━━━━━ Given passage ━━━━━

In the accompanying drawings:

FIG. 1 is vertical cross-section passing through the center of a spinning nozzle used in the method of the present invention;

FIG. 2 is a detail of the outlet part of the same nozzle;

FIG. 3 is a cross-section of carbon fibers having a random and partly onion shape prepared according to the method of the present invention (observed using an SEM);

FIG. 4 is a cross-section of carbon fibers prepared according to the method of referential example of the present invention hereinafter described.

FIG. 5 is a vertical cross-section through the center of another type of nozzle according to the method of the present invention.

FIG. 6 is also a vertical cross-section through the center of a further type of nozzle according to a method of this invention.

FIG. 7 is a photograph of the cross-section of the filament yarns of carbon fibers of Example 2 made by using the nozzle according to the present invention and observed using SEM.

FIG. 8 is a dark field image of the (002) planes of the carbon fibers of the present invention.

FIG. 9 is a lattice-fringe image of the (002) planes of the carbon fibers of the present invention.

FIG. 10 is an election diffraction pattern of the carbon fibers of the present invention.

FIG. 11 is an illustration of three dimensional structure of polycrystalline graphite.

DETAILED DESCRIPTION OF THE INVENTION

The structure of the cross-section of pitch-derived carbon fibers is observable using a scanning electron microscope. There have been reported in the literature a random shape (disordered), a radial shape (radiate), and an onion shape (concentric circle shape), of carbon structural arrangement.

The inventors of the present application have discovered, after comprehensive studies, that carbon fibers having no cracks can be obtained from high mesophase content pitch (as determined by polarized light microscopy),wherein the arrangement of carbon atoms in the cross-section of the fibers, viewed in cross-section using an SEM, has a random shape (also known as a turbulent flow shape), an onion skin shape, or a mixture of primarily radial shape with elements of random or onion shape. When carbon fibers are made of a height quality, preferably 100% mesophase pitch as a raw material, physical properties of carbon fibers, particularly strength, tend to increase. As a method for making the above-mentioned carbon fibers, it has been found that melt spinning of a high mesophase content pitch carried out at a spinning temperature of 250°-350° C. by using spinning nozzles (as shown in FIGS. 1, 5 or 6) having a greater outlet cross-section than the narrowest cross-section of nozzle inside, followed by thermosetting and carbonization, provides particularly higher strength (more than 280 Kgf/mm² in strength), higher modulus (more than 60×10³ Kgf/mm² in modulus of elasticity) and that filaments of carbon fibers having no cracks at all can be produced.

━━━━━

== Request 1 ==
Answer these questions about the carbon fiber passage.
(a) What does FIG. 2 show?
(b) At what spinning temperature is the melt spinning of the high mesophase content pitch carried out?
(c) What strength figure is given for the carbon fibers produced by this method?
== Request 2 ==
Rescale the part of the records that opens with the line containing "[locate] sandy soil" and closes with the line containing "<point>237,235</point>", multiplying every coordinate in the answers by 2.05 and rounding to whole numbers, with halves rounded up. Rewrite all those lines, requests included, and leave the requests and their sample points as they are.

━━━━━ Extracted material ━━━━━

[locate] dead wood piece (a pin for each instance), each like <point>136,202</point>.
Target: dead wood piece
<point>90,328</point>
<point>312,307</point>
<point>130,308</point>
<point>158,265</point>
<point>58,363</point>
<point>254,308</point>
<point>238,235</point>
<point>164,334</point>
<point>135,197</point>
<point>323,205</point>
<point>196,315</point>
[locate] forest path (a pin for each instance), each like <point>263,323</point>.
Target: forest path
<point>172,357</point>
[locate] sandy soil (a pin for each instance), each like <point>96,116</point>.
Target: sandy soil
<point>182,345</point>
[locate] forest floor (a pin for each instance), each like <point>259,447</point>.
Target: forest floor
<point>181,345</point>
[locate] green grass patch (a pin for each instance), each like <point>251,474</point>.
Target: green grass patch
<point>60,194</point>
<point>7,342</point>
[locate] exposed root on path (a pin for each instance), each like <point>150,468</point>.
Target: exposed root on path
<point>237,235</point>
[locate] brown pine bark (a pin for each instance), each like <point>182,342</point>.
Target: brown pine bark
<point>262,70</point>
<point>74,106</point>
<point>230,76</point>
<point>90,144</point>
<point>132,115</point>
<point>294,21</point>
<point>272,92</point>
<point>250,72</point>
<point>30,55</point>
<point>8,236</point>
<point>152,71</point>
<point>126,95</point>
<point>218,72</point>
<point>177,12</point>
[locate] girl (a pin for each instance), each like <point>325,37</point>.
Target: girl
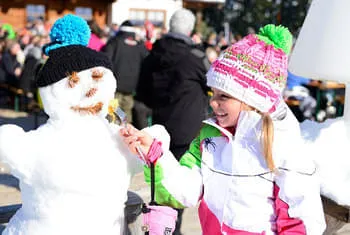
<point>246,166</point>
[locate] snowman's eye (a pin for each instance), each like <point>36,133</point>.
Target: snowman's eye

━━━━━

== Exercise output 1 ==
(a) A detail of the outlet part of the same nozzle.
(b) 250°-350° C.
(c) More than 280 Kgf/mm².

== Exercise output 2 ==
[locate] sandy soil (a pin for each instance), each like <point>96,116</point>.
Target: sandy soil
<point>373,707</point>
[locate] forest floor (a pin for each instance), each like <point>259,447</point>.
Target: forest floor
<point>371,707</point>
[locate] green grass patch (a pin for each instance), each like <point>251,474</point>.
Target: green grass patch
<point>123,398</point>
<point>14,701</point>
[locate] exposed root on path (a pin for each instance), each like <point>150,468</point>.
Target: exposed root on path
<point>486,482</point>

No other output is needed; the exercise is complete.